___ Supplied material ___
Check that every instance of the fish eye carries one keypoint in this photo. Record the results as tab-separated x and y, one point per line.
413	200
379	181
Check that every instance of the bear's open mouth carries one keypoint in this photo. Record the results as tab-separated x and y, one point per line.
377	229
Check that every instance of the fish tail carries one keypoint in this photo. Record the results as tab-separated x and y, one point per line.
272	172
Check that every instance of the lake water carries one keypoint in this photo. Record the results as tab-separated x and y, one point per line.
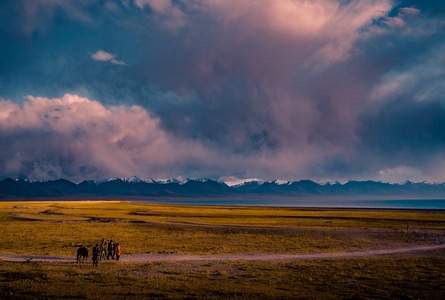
435	204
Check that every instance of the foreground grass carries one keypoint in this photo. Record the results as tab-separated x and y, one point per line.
376	278
58	228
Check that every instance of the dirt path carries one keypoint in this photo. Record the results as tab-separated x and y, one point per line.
153	257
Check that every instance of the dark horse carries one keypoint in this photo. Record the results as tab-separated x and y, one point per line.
82	254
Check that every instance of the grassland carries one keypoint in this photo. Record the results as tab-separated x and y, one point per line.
58	228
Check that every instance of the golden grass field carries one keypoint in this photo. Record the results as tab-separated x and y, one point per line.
58	228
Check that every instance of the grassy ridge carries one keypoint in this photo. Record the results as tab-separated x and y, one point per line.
57	228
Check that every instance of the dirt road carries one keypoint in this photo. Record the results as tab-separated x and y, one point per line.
158	257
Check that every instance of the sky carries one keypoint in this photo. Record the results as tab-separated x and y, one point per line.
325	90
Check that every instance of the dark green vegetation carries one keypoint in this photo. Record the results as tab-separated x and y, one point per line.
51	228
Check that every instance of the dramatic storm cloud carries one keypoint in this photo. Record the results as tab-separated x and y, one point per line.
268	89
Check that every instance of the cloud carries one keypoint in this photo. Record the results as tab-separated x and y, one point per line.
105	56
265	89
78	138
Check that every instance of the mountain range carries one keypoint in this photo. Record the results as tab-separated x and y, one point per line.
135	188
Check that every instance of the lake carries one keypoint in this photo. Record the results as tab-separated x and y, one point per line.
436	204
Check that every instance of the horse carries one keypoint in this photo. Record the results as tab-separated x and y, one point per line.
103	250
82	254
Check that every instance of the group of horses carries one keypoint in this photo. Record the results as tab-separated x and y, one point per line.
83	253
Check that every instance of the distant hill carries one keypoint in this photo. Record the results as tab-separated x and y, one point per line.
133	187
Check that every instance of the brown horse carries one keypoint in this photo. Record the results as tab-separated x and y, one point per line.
82	254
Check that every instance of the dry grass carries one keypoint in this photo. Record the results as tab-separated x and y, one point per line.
56	228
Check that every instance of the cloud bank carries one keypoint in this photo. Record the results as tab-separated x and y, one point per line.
325	90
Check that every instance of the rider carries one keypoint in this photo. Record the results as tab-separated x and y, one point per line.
95	255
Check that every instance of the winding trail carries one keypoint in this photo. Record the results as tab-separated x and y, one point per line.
160	257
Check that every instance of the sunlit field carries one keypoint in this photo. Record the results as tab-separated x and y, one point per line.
59	228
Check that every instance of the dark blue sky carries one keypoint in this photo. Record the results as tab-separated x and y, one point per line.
270	89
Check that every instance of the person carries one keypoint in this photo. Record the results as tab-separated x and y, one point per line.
103	250
110	250
95	255
118	251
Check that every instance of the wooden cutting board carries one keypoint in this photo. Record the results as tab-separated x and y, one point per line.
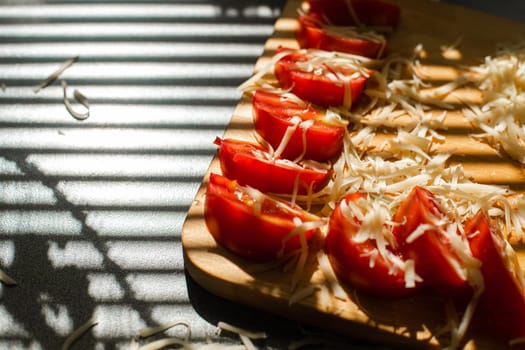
407	323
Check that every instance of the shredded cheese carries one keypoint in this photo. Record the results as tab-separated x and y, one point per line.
78	333
51	78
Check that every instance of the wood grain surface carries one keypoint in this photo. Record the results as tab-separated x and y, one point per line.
404	323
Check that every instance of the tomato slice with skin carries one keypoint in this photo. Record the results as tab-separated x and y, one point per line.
321	85
501	307
273	115
351	260
313	34
252	228
369	12
431	250
251	164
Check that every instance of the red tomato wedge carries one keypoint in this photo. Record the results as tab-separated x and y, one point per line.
359	264
501	308
251	224
420	236
314	137
318	80
357	12
252	165
314	34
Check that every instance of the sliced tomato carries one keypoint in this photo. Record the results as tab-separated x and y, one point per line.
251	224
313	34
322	140
368	12
359	264
251	164
431	249
313	80
501	308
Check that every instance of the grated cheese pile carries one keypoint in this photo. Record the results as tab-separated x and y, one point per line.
388	171
502	117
___
Work to be completed:
Reproduce everything from the row containing "Check that every instance of the wooden" down to the last of the rows above, leaving out the pictures.

Reply to the exercise:
Check that every instance of the wooden cutting board carries one keypoint in this photo. Record the results as tab-separated x and y, one point per line.
407	323
Check that every instance of the shredded cheese carries one keypoint in this photo. Record the results as tab-separated x and y, one point per line.
78	333
51	78
Check that every instance of the wood grain surface carries one keypoint in this photo. Record the results as tab-separated x and y, one point per line.
404	323
Check that every instance of the tomato slice with skin carries one keypoint in this photo. Record the results as tab-separated x and y, one point per line.
321	85
501	307
273	115
351	260
313	34
252	228
369	12
431	250
251	164
Check that every instance of the red tomato wedge carries one keypoint in this photo. Record the results as tab-separated x and y, one point per line.
359	264
501	308
251	224
420	236
314	137
318	80
357	12
252	165
314	34
Check that every instance of the sliced tomato carries one keypoint in this photo. Record the results as tab-separated x and y, one point per line.
251	224
313	34
322	140
368	12
359	264
251	164
431	249
313	80
501	308
Check that every instance of the grated cheese pile carries one keypoint in this photo. Record the results as tab-separated x and y, one point per line.
388	171
502	117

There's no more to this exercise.